Activity
Within the listing below, please copy exactly the lines between the line holding "the gull's white" and the line holding "the dirt ground", inclusive.

::: Excerpted records

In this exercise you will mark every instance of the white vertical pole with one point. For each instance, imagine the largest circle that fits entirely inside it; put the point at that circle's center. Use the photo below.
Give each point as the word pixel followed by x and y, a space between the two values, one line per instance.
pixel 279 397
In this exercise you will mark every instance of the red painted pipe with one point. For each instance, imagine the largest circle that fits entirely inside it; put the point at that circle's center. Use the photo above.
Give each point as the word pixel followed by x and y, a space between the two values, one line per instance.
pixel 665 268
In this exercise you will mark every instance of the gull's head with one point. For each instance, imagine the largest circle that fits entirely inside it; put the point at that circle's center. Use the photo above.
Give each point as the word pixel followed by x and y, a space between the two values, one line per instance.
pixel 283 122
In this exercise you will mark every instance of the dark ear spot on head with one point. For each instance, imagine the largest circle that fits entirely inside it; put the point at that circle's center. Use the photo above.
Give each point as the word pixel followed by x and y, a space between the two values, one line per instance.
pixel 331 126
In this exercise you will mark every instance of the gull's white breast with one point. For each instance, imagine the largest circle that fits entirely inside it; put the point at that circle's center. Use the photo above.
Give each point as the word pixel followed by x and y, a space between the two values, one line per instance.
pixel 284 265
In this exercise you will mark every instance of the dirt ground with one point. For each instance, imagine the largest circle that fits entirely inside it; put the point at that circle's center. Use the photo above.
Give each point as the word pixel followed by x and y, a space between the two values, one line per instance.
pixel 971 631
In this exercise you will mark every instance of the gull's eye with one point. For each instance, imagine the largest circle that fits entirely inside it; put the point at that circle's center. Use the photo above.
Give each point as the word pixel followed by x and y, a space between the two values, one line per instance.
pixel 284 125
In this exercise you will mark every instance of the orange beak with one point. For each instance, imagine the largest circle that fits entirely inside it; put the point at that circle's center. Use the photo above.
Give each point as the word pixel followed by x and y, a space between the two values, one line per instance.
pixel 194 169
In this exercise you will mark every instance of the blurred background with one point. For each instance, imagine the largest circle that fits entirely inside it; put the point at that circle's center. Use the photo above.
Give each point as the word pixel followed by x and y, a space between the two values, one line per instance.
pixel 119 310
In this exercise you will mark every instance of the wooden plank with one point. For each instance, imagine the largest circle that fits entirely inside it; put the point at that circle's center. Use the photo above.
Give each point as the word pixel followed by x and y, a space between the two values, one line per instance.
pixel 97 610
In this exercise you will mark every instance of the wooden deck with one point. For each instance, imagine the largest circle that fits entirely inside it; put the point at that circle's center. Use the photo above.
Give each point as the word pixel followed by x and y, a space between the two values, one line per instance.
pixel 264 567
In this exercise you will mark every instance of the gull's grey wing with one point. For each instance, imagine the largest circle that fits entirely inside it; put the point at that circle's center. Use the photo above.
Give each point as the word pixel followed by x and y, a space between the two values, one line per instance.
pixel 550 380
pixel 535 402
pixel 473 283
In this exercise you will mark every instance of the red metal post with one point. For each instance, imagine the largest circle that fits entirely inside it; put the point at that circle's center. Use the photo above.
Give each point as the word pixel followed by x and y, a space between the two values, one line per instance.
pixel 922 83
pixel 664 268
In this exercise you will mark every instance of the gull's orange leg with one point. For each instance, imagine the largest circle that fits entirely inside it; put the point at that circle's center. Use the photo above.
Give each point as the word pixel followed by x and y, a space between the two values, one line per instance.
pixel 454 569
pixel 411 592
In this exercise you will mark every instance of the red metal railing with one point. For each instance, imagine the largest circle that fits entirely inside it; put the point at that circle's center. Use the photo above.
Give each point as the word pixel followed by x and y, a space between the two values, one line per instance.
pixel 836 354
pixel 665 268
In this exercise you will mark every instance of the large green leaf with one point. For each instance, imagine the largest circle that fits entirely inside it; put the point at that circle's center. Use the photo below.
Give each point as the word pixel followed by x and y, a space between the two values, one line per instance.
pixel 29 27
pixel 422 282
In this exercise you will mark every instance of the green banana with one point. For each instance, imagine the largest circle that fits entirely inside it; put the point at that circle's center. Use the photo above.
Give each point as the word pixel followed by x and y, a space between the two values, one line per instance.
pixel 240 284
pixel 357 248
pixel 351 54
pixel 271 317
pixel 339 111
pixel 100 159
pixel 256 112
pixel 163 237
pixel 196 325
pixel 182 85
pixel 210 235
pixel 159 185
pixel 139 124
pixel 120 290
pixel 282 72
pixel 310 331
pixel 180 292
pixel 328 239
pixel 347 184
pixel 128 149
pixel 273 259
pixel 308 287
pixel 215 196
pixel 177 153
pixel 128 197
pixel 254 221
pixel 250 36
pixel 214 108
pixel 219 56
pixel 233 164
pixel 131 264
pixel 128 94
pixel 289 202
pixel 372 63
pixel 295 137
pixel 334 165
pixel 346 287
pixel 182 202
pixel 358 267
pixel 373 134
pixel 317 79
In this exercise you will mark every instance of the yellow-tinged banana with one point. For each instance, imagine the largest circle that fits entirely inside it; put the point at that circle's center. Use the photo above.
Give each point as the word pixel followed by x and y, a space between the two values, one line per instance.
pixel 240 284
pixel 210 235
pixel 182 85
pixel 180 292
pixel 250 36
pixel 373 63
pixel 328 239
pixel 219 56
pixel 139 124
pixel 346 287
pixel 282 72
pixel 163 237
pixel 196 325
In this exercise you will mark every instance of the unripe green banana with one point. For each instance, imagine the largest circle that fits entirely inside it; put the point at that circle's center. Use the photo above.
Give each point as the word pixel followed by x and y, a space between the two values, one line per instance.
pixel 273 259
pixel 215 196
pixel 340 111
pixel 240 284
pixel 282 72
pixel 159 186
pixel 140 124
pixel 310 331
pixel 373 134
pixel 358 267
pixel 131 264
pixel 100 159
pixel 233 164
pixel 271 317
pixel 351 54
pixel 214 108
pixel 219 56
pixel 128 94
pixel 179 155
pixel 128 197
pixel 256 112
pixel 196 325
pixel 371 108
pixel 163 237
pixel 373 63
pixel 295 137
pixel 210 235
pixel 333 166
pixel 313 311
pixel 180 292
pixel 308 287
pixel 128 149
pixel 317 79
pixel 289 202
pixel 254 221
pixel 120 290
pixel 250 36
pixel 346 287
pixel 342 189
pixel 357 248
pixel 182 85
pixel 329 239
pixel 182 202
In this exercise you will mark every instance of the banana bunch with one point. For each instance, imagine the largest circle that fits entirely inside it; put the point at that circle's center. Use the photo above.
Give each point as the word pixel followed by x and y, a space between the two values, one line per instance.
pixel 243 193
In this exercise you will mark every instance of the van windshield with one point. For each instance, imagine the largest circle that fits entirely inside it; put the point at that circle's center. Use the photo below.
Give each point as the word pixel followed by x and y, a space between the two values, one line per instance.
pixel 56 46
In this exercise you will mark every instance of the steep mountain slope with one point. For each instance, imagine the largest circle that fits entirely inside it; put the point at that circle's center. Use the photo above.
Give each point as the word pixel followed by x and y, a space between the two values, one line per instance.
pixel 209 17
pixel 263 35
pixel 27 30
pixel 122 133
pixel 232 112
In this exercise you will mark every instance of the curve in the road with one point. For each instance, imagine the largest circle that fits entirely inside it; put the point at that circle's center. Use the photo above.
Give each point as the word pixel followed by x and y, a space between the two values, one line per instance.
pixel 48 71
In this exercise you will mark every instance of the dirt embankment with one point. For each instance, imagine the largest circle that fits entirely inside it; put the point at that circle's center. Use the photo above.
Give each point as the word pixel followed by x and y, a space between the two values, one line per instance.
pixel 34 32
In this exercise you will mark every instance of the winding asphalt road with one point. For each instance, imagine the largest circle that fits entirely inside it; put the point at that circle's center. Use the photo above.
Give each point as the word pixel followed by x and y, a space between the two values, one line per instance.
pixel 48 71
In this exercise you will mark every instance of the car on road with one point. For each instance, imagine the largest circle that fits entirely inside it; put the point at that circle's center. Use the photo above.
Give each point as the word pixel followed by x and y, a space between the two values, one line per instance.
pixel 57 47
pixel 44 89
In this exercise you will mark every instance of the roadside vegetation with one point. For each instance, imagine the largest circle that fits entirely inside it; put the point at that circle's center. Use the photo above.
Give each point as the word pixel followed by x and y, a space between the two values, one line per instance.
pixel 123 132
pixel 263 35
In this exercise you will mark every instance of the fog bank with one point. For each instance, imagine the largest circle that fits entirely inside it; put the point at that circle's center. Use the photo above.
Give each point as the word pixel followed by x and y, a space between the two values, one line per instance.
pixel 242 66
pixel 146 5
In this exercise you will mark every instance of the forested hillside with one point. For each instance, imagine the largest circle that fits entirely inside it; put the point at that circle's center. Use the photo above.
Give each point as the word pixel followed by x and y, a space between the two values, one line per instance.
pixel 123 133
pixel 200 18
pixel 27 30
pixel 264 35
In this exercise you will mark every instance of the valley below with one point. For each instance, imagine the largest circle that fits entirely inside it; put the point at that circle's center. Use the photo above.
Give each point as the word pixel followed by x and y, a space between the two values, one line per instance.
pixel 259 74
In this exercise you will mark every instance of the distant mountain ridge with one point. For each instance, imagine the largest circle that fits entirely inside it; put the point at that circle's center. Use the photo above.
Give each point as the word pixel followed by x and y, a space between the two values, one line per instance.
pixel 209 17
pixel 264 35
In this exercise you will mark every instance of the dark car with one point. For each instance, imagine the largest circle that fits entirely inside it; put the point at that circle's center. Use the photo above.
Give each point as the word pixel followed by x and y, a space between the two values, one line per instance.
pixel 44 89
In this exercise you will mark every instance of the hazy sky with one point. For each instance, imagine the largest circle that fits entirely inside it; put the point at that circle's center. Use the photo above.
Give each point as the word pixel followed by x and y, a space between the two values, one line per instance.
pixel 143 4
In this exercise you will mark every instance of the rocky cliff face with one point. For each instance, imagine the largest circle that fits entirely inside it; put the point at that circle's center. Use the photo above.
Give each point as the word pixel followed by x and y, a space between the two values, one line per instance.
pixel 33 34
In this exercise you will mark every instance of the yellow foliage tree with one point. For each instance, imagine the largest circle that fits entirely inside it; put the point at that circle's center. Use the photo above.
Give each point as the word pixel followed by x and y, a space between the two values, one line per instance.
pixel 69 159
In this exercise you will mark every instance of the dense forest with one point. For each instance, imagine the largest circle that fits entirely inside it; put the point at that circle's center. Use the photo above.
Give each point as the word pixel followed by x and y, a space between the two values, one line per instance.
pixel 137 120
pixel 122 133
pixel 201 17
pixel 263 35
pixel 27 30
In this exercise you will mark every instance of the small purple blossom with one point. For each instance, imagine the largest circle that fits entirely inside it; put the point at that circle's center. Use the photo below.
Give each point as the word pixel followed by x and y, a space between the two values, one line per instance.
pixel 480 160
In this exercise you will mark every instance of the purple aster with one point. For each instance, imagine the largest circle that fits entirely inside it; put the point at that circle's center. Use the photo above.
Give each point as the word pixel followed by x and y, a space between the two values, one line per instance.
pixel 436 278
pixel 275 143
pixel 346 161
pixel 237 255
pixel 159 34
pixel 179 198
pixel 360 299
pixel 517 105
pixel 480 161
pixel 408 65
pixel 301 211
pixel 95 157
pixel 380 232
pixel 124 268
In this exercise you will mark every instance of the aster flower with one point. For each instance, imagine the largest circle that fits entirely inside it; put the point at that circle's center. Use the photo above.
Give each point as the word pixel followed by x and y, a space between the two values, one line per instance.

::::::

Answer to the exercise
In this exercise you will mark every instance of the gull's white breast with one point. For each instance, imagine the largest circle that fits entirely inside it; put the point at that circle's center. Use the photo above.
Give each point as the word pixel followed by x and y, a space between the two values, one line per instance.
pixel 284 265
In this exercise you will mark every instance of the dirt ground with one point. For each instance, imagine the largest circle that fits entirely inside it; put the point at that circle's center. Use the photo above.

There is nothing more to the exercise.